**Task description:**
Recast the listing below as a Markdown table with the columns No. and Text, one numbered row per line and no rows for blank lines.

** start **

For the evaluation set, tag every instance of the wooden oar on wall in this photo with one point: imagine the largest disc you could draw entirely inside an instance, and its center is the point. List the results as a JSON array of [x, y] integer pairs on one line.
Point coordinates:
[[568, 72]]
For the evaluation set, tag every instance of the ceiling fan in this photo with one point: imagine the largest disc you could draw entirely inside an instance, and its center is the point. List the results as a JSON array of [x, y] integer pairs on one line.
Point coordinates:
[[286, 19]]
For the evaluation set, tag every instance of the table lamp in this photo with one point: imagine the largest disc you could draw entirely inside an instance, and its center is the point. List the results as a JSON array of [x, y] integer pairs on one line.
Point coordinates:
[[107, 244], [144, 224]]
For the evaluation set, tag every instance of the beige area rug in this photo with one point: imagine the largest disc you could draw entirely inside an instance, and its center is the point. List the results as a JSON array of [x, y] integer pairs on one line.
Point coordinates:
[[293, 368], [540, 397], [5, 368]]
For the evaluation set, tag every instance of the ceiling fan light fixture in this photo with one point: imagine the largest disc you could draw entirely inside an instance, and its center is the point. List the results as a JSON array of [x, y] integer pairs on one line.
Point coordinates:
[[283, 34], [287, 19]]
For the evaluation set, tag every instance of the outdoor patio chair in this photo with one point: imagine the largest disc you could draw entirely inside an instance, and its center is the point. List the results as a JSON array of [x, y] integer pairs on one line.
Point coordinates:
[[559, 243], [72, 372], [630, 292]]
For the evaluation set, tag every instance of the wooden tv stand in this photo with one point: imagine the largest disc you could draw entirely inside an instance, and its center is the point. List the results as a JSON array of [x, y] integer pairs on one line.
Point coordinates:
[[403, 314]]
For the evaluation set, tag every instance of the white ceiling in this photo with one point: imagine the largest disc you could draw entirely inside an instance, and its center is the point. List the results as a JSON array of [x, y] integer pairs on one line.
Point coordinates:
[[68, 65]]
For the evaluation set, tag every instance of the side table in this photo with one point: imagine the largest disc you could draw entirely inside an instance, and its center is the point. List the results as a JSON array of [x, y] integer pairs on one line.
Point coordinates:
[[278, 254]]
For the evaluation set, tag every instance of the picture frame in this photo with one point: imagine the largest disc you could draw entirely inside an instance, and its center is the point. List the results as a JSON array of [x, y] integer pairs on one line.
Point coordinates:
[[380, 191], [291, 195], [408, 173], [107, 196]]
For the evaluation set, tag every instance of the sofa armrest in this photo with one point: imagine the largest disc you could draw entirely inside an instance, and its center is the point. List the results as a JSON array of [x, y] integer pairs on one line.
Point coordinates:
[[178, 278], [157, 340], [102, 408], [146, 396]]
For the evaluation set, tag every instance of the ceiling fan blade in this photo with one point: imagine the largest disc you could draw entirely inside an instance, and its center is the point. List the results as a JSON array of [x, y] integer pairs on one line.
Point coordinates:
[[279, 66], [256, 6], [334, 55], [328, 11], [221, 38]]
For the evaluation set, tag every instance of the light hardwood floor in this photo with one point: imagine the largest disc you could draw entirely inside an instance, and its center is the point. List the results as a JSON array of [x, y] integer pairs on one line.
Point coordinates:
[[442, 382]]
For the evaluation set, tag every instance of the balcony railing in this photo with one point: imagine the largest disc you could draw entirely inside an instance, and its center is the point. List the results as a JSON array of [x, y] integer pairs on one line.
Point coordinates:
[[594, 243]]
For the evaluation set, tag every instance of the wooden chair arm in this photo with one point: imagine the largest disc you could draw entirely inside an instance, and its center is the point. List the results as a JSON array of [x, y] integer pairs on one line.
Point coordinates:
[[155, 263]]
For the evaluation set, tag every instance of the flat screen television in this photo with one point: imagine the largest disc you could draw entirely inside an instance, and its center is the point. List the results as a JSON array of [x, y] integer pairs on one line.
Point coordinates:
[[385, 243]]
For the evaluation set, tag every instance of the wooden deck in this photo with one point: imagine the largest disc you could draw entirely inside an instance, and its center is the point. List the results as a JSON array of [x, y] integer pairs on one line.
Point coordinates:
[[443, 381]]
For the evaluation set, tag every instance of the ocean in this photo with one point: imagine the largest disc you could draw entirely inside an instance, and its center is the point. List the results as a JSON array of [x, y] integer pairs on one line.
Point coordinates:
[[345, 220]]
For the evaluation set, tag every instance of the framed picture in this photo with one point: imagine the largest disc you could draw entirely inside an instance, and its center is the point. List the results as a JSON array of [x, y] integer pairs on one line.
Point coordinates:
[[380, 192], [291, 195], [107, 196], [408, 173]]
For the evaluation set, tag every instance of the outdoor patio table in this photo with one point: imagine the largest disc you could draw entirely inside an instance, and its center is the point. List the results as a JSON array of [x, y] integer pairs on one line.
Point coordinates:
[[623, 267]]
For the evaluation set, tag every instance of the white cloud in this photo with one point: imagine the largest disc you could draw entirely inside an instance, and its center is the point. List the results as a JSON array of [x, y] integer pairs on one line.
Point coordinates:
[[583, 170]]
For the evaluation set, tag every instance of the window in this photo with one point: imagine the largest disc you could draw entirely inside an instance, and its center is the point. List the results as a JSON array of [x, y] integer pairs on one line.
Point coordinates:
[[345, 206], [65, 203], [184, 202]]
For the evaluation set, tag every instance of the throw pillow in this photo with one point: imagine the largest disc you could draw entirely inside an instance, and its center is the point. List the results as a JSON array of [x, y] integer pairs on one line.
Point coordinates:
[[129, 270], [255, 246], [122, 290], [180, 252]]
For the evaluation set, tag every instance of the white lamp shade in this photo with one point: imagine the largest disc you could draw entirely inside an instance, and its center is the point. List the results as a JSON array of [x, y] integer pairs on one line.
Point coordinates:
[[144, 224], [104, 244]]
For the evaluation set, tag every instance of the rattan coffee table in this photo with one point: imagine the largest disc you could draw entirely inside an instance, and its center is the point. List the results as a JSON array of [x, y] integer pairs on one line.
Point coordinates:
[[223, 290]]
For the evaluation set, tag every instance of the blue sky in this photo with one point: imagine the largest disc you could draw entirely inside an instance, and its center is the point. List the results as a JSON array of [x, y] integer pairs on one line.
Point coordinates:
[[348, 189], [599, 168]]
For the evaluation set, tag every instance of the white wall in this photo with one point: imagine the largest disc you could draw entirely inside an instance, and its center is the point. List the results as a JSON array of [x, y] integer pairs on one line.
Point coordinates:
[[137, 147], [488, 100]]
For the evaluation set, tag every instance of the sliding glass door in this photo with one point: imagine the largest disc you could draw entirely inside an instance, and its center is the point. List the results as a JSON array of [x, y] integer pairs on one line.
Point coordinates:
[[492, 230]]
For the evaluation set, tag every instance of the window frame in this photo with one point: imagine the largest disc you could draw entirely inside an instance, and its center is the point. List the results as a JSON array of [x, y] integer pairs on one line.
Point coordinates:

** end **

**Expected output:**
| No. | Text |
|---|---|
| 1 | For the evaluation set, tag every instance of the wooden oar on wall in this photo with one point: imagine the largest disc you could draw entirely inside an instance, and its center is the point. List the results as a JSON array of [x, y] integer pairs on one line. |
| 2 | Point coordinates: |
| 3 | [[568, 72]] |
| 4 | For the evaluation set, tag every instance of the ceiling fan in this photo with one point: imagine the largest disc you could draw entirely inside an instance, and its center is the point. List the results as a JSON array of [x, y] integer pairs on one line. |
| 5 | Point coordinates: |
| 6 | [[286, 19]] |
| 7 | For the evaluation set, tag every instance of the table lamp in this photo with one point: imagine the largest disc you could draw entirely inside an instance, and its center is the point. List the results as a JSON array of [x, y] integer pairs on one line. |
| 8 | Point coordinates: |
| 9 | [[107, 244], [144, 224]] |
| 10 | For the evaluation set, tag every instance of the beige area rug in this photo with one point: imagine the largest disc you could draw entirely inside an instance, and its center is the point. List the results as a JSON array of [x, y] integer pairs on one line. |
| 11 | Point coordinates: |
| 12 | [[293, 368], [540, 397], [5, 368]] |
| 13 | For the evaluation set, tag every instance of the ceiling fan light fixture in this photo with one point: imagine the largest disc you could draw entirely inside an instance, and its center is the point. List the results as a JSON array of [x, y] integer pairs on one line. |
| 14 | Point coordinates: |
| 15 | [[283, 34], [287, 19]] |
| 16 | For the evaluation set, tag every instance of the outdoor patio chair in this photo with one point: imagine the largest disc you could draw entirely inside an instance, and its center is the point. List the results as a JSON array of [x, y] integer pairs on one line. |
| 17 | Point coordinates: |
| 18 | [[559, 243], [72, 372], [630, 292]] |
| 19 | For the evaluation set, tag every instance of the wooden tv stand in this photo with one point: imagine the largest disc you could draw entirely inside an instance, and its center is the point. List the results as a JSON array of [x, y] integer pairs on one line. |
| 20 | Point coordinates: |
| 21 | [[403, 314]] |
| 22 | For the evaluation set, tag every instance of the white ceiling in this photo with one point: imagine the largest disc you could draw entirely inside an instance, and its center is the point. List the results as a JSON array of [x, y] integer pairs on one line. |
| 23 | Point coordinates: |
| 24 | [[68, 65]] |
| 25 | For the evaluation set, tag every instance of the side table in this photo with one point: imagine the largest disc you could draw entirely inside an instance, and its center is the point. List the results as a JSON array of [x, y] integer pairs on one line. |
| 26 | Point coordinates: |
| 27 | [[278, 254]] |
| 28 | For the evaluation set, tag every instance of the picture frame in this photo with one point: imagine the largest disc you could draw entirely inside an instance, and its center is the point. List the results as a JSON array of [x, y] integer pairs on one line. |
| 29 | Point coordinates: |
| 30 | [[380, 191], [291, 195], [408, 173], [107, 196]] |
| 31 | For the evaluation set, tag every instance of the sofa armrest in this photo with one point: imagine the largest disc you could draw entirely inside an instance, and its center is the point. List the results as a JSON array of [x, y] integer pairs on one line. |
| 32 | Point coordinates: |
| 33 | [[178, 278], [157, 340], [102, 408], [146, 396]] |
| 34 | For the evaluation set, tag every instance of the ceiling fan blade in this photo with one point: imagine the largest disc you could draw entirely inside an instance, and its center is the point. List the results as a JSON array of [x, y] integer pairs on one line. |
| 35 | Point coordinates: |
| 36 | [[279, 66], [256, 6], [334, 55], [328, 11], [221, 38]] |
| 37 | For the evaluation set, tag every instance of the light hardwood floor in this photo with one point: imagine the largest disc you could draw entirely inside an instance, and its center is the point. List the results as a JSON array of [x, y] integer pairs on one line. |
| 38 | Point coordinates: |
| 39 | [[442, 382]] |
| 40 | For the evaluation set, tag every instance of the balcony railing in this photo with one point: imagine the largest disc you could draw entirely inside an instance, and its center is the point. List the results as a JSON array of [x, y] integer pairs on one line. |
| 41 | Point coordinates: |
| 42 | [[594, 243]] |
| 43 | For the evaluation set, tag every instance of the wooden chair arm in this photo with one point: imagine the largest disc you could draw entirely inside an instance, and its center is the point. List the results as a JSON array of [x, y] integer pairs on one line. |
| 44 | Point coordinates: |
| 45 | [[155, 263]] |
| 46 | For the evaluation set, tag every instance of the flat screen television in this photo with one point: imagine the largest disc you could draw entirely inside an instance, and its center is the point. List the results as a JSON array of [x, y] integer pairs on one line. |
| 47 | Point coordinates: |
| 48 | [[385, 243]] |
| 49 | For the evaluation set, tag every instance of the wooden deck in this photo with one point: imagine the largest disc you could draw entirely inside an instance, and its center is the point. List the results as a JSON array of [x, y] integer pairs on one line. |
| 50 | Point coordinates: |
| 51 | [[443, 381]] |
| 52 | For the evaluation set, tag every instance of the ocean in this photo with one point: imagine the largest disc you could draw entirely inside an instance, and its center is the point. List the results as a JSON array of [x, y] integer pairs on one line. |
| 53 | Point coordinates: |
| 54 | [[345, 220]] |
| 55 | For the evaluation set, tag every instance of the framed picture in this photo with one point: imagine the largest disc you could draw entirely inside an instance, and its center is the point. List the results as a JSON array of [x, y] integer pairs on one line. |
| 56 | Point coordinates: |
| 57 | [[380, 192], [291, 195], [107, 196], [408, 173]] |
| 58 | For the evaluation set, tag every instance of the outdoor patio table in this photo with one point: imagine the largest disc you could draw entirely inside an instance, and its center is the point. List the results as a JSON array of [x, y] integer pairs on one line. |
| 59 | Point coordinates: |
| 60 | [[623, 267]] |
| 61 | For the evaluation set, tag every instance of the white cloud in this photo with one point: imagine the largest disc you could draw entirely inside an instance, and its center is the point. List the results as a JSON array of [x, y] integer pairs on one line. |
| 62 | Point coordinates: |
| 63 | [[583, 170]] |
| 64 | For the evaluation set, tag every instance of the window in this photo with one point: imagine the largest disc you could draw entirely inside an instance, and its center is the point. List the results as a JSON array of [x, y] integer pairs on one line. |
| 65 | Point coordinates: |
| 66 | [[345, 206], [65, 203], [184, 202]] |
| 67 | For the evaluation set, tag every instance of the throw pillow in this photo with one point: imagine the largest disc you could draw entirely inside an instance, and its center is the point. List the results as a JSON array of [x, y] integer pairs on one line. |
| 68 | Point coordinates: |
| 69 | [[129, 270], [255, 246], [122, 290], [180, 252]] |
| 70 | For the evaluation set, tag every instance of the white lamp shade in this photo with one point: imagine the largest disc you could draw entirely inside an instance, and its center is the point. List the results as a JSON array of [x, y] integer pairs on one line. |
| 71 | Point coordinates: |
| 72 | [[144, 224], [104, 244]] |
| 73 | For the evaluation set, tag every instance of the rattan coffee table in this photo with one point: imagine the largest disc you could draw entirely inside an instance, and its center is the point. List the results as a JSON array of [x, y] integer pairs on one line. |
| 74 | Point coordinates: |
| 75 | [[223, 290]] |
| 76 | For the evaluation set, tag every instance of the blue sky in this photo with one point: imagine the largest disc you could draw entirely inside an instance, and its center is the point. List the results as a JSON array of [x, y] integer pairs on one line. |
| 77 | Point coordinates: |
| 78 | [[348, 189], [599, 168]] |
| 79 | For the evaluation set, tag every instance of the white wall in this photo with one point: imagine the largest disc you could draw entirely inside an instance, and its center is the point. List the results as a JSON array of [x, y] integer pairs on one line. |
| 80 | Point coordinates: |
| 81 | [[137, 147], [488, 100]] |
| 82 | For the evaluation set, tag every instance of the sliding glass door in this photo with one point: imagine the largest disc you could draw entirely inside an instance, and its center is the point. List the results as a JSON array of [x, y] integer pairs on one line. |
| 83 | Point coordinates: |
| 84 | [[492, 230]] |
| 85 | For the evaluation set, tag every instance of the window frame in this photo with one point: imagine the largest disc you could draw entirely inside an instance, and its center is the point. List the results as a JSON array of [x, y] integer pairs on one line. |
| 86 | Point coordinates: |